Dec. 10 (Bloomberg) -- A global stock slump may have further to go, according to Tobin’s Q ratio, which compares the market value of companies to the cost of their constituent parts, CLSA Ltd. strategist Russell Napier said.

The ratio, developed in 1969 by Nobel Prize-winning economist James Tobin, shows the Standard & Poor’s 500 Index is still too expensive relative to the cost of replacing assets, said Napier. While the 39 percent drop in the index this year pushed equity prices below replacement cost, history suggests the ratio must sink further as deflation sets in, he said. The S&P may plunge another 55 percent to 400 by 2014, Napier said.

“The Q has come down to its average, however it’s not always stopped at the average,” said Napier, Institutional Investor’s top-ranked Asia strategist from 1997-1999. “It has tended to go significantly below that in long bear markets.”

> INSTRUCTION
In the Bloomberg excerpt on Tobin's Q ratio, what does the ratio compare?

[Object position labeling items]
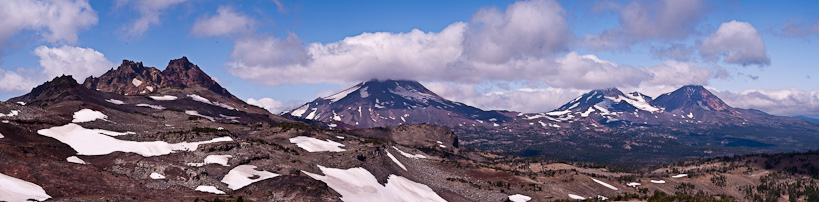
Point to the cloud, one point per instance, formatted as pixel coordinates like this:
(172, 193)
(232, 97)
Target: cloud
(226, 22)
(786, 102)
(11, 81)
(801, 30)
(69, 60)
(272, 105)
(647, 20)
(149, 11)
(738, 42)
(56, 21)
(675, 51)
(527, 100)
(525, 29)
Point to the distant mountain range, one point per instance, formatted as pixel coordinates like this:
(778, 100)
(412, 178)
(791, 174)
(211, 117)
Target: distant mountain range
(606, 124)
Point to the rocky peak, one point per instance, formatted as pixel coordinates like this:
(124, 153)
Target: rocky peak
(181, 72)
(691, 97)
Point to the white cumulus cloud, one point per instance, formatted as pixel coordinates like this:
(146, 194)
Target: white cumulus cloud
(226, 22)
(736, 42)
(149, 11)
(70, 60)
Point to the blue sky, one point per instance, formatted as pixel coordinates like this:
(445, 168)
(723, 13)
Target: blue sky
(538, 54)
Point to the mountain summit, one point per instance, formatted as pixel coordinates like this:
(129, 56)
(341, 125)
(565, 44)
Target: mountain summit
(377, 103)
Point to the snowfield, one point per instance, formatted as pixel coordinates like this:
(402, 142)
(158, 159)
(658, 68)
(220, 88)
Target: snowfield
(87, 115)
(195, 113)
(14, 189)
(113, 101)
(75, 159)
(201, 99)
(607, 185)
(358, 184)
(209, 189)
(576, 197)
(164, 97)
(157, 176)
(97, 142)
(315, 145)
(216, 159)
(244, 175)
(395, 160)
(151, 106)
(408, 155)
(679, 175)
(519, 198)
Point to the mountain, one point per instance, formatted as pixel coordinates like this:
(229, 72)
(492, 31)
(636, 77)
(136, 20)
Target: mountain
(378, 103)
(602, 125)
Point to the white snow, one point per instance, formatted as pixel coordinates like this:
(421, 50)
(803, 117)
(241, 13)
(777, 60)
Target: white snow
(11, 113)
(195, 113)
(408, 155)
(216, 159)
(396, 160)
(244, 175)
(201, 99)
(115, 101)
(312, 114)
(151, 106)
(14, 189)
(364, 93)
(209, 189)
(342, 94)
(519, 198)
(358, 184)
(96, 142)
(87, 115)
(163, 98)
(136, 82)
(157, 176)
(300, 111)
(576, 197)
(607, 185)
(315, 145)
(75, 159)
(679, 175)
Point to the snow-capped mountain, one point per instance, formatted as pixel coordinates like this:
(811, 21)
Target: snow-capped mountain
(378, 103)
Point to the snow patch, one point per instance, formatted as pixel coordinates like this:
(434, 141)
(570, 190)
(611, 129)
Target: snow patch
(209, 189)
(75, 159)
(519, 198)
(607, 185)
(576, 197)
(87, 115)
(680, 175)
(136, 82)
(201, 99)
(150, 106)
(315, 145)
(98, 142)
(195, 113)
(244, 175)
(408, 155)
(164, 97)
(14, 189)
(114, 101)
(215, 159)
(359, 185)
(396, 160)
(157, 176)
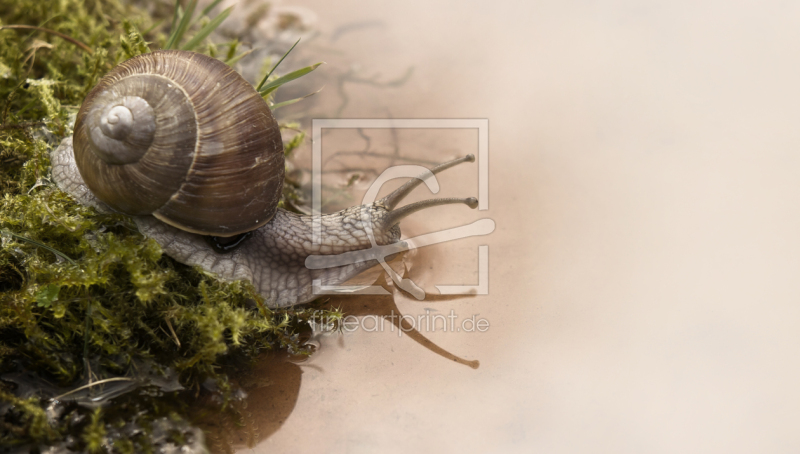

> SOLVED EXERCISE
It compares the market value of companies to the cost of their constituent parts.